Text passage
****

Below is a text of the Equity Marketing, Inc. Non-Employee Director Stock Option
Plan as proposed to be amended pursuant to Proposal No. 4. Proposed new language
is set forth in bold print. Language to be deleted is set forth in brackets.
 
                             EQUITY MARKETING, INC.
 
                    NON-EMPLOYEE DIRECTOR STOCK OPTION PLAN
 
     1. Purpose.  The purpose of this Non-Employee Director Stock Option Plan
(the "Plan") is to enable Equity Marketing, Inc. (the "Company") to provide
compensatory stock options to members of its Board of Directors (the "Board")
who are not also employees of the Company and who are first elected or appointed
as directors after the date this Plan becomes effective ("Non-Employee
Directors"). It is intended that the Plan will constitute a "formula plan"
within the meaning and for the purposes of Rule 16b-3 issued by the Securities
and Exchange Commission under Section 16 of the Securities Exchange Act of 1934.
The provisions of the Plan and of any option agreement made pursuant to the Plan
will be interpreted and applied accordingly.
 
     2. Stock Subject to the Plan.  The Company may issue and sell a total of
290,000 [190,000] shares (subject to equitable adjustment for stock dividends
and certain capital changes) of its common stock, $.001 par value (the "Common
Stock"), pursuant to the Plan. Such shares may be either authorized and unissued
or held by the Company in its treasury. New options may be granted under the
Plan with respect to shares of Common Stock which are covered by the unexercised
portion of an option which has terminated or expired.
 
     3. Administration.  The Plan shall be administered by the Board. Subject to
the provisions of the Plan and applicable law, the Board, acting in its sole and
absolute discretion, shall have full power and authority to interpret the
provisions of the Plan and option agreements made under the Plan, to supervise
the administration of the Plan, and to take such other action as may be
necessary or desirable in order to carry out the provisions of the Plan. The
decisions of the Board as to any disputed question, including questions of
construction, interpretation and administration, shall be final and conclusive
on all persons.
 
     4. Automatic Option Grants.  Except as otherwise provided herein, an option
to purchase 25,000 shares of Common Stock will automatically be granted to each
Non-Employee Director on the date following the effective date of the Plan on
which he or she is initially appointed or elected as a director (by the Board or
the shareholders, as the case may be), and an option to purchase an additional
10,000 shares of Common Stock will automatically be granted to each Non-Employee
Director on each anniversary of his or her initial grant date provided he or she
is still serving as a director on such anniversary.
 
     5. Terms and Conditions of Options.  Each option granted under the Plan
shall be evidenced by a written agreement containing the following terms and
conditions:
 
          a. Option Price.  The purchase price per share shall be equal to the
     fair market value of a share of Common Stock on the date the option is
     granted which, for so long as the Company's Common Stock is listed on the
     NASDAQ National Market System, shall be the closing price per share as
     listed on the NASDAQ National Market System on such date.

****

Tasks to perform
A: Answer these questions from the stock option plan text:
(i) Under the amended plan, how many shares of Common Stock in total may the Company issue and sell?
(ii) What body administers the plan?
(iii) How many shares does the option automatically granted to a Non-Employee Director on initial appointment or election cover?
B: Write the next portion of the stock option plan text, picking up right after its last sentence.
The dataset rows that come after the stock option plan text are separate material.

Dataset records
****

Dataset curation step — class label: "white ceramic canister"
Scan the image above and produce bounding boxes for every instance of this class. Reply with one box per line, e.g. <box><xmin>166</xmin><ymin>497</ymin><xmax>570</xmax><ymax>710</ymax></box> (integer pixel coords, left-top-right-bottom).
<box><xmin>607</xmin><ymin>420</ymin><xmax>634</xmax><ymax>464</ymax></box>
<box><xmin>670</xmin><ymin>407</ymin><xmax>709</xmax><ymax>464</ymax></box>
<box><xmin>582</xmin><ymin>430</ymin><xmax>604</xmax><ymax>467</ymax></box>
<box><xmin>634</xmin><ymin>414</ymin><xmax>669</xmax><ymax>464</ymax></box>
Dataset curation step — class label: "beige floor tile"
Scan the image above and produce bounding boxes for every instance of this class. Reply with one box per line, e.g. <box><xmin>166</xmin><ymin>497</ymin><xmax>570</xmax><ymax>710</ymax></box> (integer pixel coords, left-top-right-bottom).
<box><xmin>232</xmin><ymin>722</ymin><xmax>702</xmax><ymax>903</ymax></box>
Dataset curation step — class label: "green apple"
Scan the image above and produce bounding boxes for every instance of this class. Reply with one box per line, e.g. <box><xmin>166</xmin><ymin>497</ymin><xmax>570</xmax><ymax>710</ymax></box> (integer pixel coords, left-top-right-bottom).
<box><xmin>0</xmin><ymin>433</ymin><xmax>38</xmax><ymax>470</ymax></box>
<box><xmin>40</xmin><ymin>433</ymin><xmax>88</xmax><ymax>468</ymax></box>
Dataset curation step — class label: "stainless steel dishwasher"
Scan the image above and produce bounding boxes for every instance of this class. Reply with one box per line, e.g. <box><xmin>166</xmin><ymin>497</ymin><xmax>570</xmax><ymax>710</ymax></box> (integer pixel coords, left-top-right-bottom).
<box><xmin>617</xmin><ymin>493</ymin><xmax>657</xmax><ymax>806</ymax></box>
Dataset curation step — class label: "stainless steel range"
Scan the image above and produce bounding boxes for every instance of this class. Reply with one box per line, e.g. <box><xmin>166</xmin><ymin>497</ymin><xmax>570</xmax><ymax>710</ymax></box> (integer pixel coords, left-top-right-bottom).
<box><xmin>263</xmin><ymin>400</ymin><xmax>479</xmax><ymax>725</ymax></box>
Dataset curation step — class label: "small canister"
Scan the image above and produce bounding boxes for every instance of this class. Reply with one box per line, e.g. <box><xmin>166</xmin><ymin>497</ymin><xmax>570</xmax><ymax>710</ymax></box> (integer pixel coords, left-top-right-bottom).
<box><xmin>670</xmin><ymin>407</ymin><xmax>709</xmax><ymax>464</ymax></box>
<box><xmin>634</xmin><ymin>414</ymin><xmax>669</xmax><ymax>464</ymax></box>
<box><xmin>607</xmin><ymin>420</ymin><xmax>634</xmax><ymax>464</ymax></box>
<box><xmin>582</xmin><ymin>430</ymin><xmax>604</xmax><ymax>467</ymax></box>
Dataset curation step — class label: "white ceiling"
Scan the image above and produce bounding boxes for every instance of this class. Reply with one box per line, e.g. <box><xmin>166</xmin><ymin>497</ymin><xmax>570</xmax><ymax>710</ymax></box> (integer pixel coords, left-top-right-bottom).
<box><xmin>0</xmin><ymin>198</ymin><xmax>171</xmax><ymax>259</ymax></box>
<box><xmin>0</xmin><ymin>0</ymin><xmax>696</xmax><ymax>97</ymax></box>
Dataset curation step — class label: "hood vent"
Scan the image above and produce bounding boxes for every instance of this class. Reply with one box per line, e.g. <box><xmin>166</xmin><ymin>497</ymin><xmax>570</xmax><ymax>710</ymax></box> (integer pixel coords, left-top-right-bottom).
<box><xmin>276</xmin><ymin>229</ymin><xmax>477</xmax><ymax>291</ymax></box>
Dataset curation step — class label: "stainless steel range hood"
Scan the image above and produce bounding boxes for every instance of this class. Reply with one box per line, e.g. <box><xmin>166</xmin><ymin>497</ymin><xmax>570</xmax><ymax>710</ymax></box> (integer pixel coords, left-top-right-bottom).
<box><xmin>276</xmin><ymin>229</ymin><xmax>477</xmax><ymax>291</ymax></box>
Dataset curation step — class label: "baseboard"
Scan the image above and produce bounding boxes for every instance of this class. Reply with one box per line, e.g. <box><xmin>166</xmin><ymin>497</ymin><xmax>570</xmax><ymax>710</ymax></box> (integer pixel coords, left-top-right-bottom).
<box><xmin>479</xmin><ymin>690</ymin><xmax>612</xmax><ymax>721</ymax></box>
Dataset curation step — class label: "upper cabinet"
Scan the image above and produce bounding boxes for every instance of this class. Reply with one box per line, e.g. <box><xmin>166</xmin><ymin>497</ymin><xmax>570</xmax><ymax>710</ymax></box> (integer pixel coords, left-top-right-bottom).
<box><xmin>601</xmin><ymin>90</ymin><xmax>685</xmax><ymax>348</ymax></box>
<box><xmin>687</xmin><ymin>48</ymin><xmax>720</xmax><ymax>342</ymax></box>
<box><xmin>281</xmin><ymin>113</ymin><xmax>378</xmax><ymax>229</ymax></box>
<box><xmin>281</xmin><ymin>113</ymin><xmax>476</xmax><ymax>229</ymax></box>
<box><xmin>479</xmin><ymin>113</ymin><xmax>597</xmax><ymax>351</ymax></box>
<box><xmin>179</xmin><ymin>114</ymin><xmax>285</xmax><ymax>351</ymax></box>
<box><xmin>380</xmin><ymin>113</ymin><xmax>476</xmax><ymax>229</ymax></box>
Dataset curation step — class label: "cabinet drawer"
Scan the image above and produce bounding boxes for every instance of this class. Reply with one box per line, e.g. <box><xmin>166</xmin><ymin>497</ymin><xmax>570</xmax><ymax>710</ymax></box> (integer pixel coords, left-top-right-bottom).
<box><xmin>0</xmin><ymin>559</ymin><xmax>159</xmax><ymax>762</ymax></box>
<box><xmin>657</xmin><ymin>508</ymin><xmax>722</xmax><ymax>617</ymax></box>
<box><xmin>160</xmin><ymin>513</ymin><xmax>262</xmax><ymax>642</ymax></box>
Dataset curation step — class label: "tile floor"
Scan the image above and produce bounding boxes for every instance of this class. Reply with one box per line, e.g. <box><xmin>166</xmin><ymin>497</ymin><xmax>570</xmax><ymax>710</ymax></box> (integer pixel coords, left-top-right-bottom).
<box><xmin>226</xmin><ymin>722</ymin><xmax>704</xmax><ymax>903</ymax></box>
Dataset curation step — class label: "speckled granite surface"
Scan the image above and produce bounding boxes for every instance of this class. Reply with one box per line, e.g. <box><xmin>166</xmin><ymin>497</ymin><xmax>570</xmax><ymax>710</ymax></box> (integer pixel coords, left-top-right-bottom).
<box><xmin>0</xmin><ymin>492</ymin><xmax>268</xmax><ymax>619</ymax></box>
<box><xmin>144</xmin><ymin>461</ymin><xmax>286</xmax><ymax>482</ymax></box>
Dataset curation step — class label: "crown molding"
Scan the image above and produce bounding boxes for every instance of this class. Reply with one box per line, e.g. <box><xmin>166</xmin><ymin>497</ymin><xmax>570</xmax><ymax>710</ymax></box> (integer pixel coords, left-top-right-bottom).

****

Answers for this exercise
A:
(i) 290,000 shares
(ii) The Board of Directors
(iii) 25,000 shares

B:
 
          b. Option Period.  Unless sooner terminated in accordance with the
     provisions hereof, the period during which an option may be exercised shall
     be 10 years from the date the option is granted.
 
          c. Exercise of Options.  No option shall be exercisable unless the
     Non-Employee Director to whom the option was granted remains in the
     continuous service as a director of the Company for at least six months
     from the date the option is granted. All or part of the exercisable portion
     of an option may be exercised at any time during the option period, except
     that, without the consent of the Board, no partial exercise of an option
     shall be made for less than 100 shares. An option may be exercised by
     transmitting to the Company (1) a written notice specifying the number of
     shares to be purchased, and (2) payment in full of the purchase price,
     together with the amount, if any, deemed necessary to enable the Company to
     satisfy its income tax withholding obligations with respect to such
     exercise (unless other arrangements acceptable to the Board are made with
     respect to the satisfaction of such withholding obligations).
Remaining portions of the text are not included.